> **PROBLEM SET**:
- A) According to the shoot-out report, in which tribal region were the people killed?
- B) In the shoot-out report, swap "militants" for "insurgents" in the passage starting with "Eleven killed in" and going on through "came under attack.".
- C) Pick up the news report on the Waziristan shoot-out from its final sentence and write what follows.

> **TEXT**:
════

Eleven killed in shoot-out

Pakistani troops opened fire on a van carrying suspected Islamic militants yesterday, killing at least 11 people in a region where forces are hunting Osama bin Laden, officials said. An intelligence official told Reuters those killed in the South...

Pakistani troops opened fire on a van carrying suspected Islamic militants yesterday, killing at least 11 people in a region where forces are hunting Osama bin Laden, officials said.

An intelligence official told Reuters those killed in the South Waziristan tribal region may not have been militants but a military statement said some may have been "terrorists".

The incident took place after a base of Pakistani soldiers who have been hunting fighters from bin Laden's al Qaeda came under attack.

The Pakistani military said the deaths occurred in crossfire after the army post came under mortar attack and a checkpoint came under fire from two to three vehicles. "The chances of some civilians having been killed cannot be ruled out," it said.

════

> **DATA EXCERPTS**:
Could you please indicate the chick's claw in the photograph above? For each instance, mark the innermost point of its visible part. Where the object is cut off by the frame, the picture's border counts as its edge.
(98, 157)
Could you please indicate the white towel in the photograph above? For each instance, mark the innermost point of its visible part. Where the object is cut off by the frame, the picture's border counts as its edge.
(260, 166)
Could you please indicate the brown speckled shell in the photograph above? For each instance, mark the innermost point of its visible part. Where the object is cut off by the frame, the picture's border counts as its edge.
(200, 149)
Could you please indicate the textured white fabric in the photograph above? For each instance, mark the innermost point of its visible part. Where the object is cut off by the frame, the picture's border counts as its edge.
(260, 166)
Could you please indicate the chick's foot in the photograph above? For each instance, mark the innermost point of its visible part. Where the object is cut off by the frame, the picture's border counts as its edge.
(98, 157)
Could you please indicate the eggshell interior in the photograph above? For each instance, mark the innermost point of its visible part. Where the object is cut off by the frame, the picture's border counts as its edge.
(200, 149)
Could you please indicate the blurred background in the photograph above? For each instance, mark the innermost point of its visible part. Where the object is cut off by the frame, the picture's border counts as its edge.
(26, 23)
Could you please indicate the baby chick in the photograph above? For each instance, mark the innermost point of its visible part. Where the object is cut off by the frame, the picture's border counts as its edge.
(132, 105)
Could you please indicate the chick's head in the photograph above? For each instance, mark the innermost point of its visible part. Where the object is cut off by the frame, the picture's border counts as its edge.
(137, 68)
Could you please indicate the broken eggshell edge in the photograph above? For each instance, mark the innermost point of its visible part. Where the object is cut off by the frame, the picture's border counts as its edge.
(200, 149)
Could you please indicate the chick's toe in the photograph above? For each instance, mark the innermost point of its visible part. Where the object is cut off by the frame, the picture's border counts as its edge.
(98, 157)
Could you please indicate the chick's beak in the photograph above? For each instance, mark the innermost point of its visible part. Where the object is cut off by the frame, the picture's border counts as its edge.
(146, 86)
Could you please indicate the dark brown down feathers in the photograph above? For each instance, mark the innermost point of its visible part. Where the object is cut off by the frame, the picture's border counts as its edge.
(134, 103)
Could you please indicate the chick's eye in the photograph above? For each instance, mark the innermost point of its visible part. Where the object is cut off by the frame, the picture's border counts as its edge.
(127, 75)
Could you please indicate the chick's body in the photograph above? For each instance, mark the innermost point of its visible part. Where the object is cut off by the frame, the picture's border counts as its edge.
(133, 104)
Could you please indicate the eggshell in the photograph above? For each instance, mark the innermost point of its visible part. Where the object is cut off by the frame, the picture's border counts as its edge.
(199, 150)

════

> **ANSWER SET**:
- A) South Waziristan

- B)
Eleven killed in shoot-out

Pakistani troops opened fire on a van carrying suspected Islamic insurgents yesterday, killing at least 11 people in a region where forces are hunting Osama bin Laden, officials said. An intelligence official told Reuters those killed in the South...

Pakistani troops opened fire on a van carrying suspected Islamic insurgents yesterday, killing at least 11 people in a region where forces are hunting Osama bin Laden, officials said.

An intelligence official told Reuters those killed in the South Waziristan tribal region may not have been insurgents but a military statement said some may have been "terrorists".

The incident took place after a base of Pakistani soldiers who have been hunting fighters from bin Laden's al Qaeda came under attack.

- C)
Witnesses said the dead were five local tribesmen and six Afghans. A military statement confirmed 11 reported deaths and said 16 people had been arrested.

Fiercely independent tribesmen in the region bordering Afghanistan are sympathetic to al Qaeda and bin Laden. They have been angered by the Pakistani operations and reports of civilian deaths will not make the military's task easier.

"The situation in Waziristan is very tense after the incident, the people are very angry," a resident told Reuters.

The intelligence official said four armed men travelling in a car fired in the air as troops were trying to defuse rockets in Shulam, a village near Wana, capital of South Waziristan.

He said troops radioed a message to a nearby military post and troops fired on the van, mistaking it for the fleeing car.

Yesterday's incident came as US and Pakistani officials denied an Iranian state radio report quoting "an informed source" as saying bin Laden had been captured in the border region.

A senior US defence official called the report "another piece of stray voltage that's passing around out there" while the US military spokesman in Kabul Lieutenant-Colonel Bryan Hilferty said he had heard nothing about it.

Pakistan's Foreign Minister Khursheed Mehmood Kasuri told a news conference he was aware of the Iranian report, but added: "We cannot confirm it at all".

Pakistani troops earlier this week arrested 20 suspects in an operation against al Qaeda and Taliban militants in South Waziristan. Officials said none were leading al Qaeda militants.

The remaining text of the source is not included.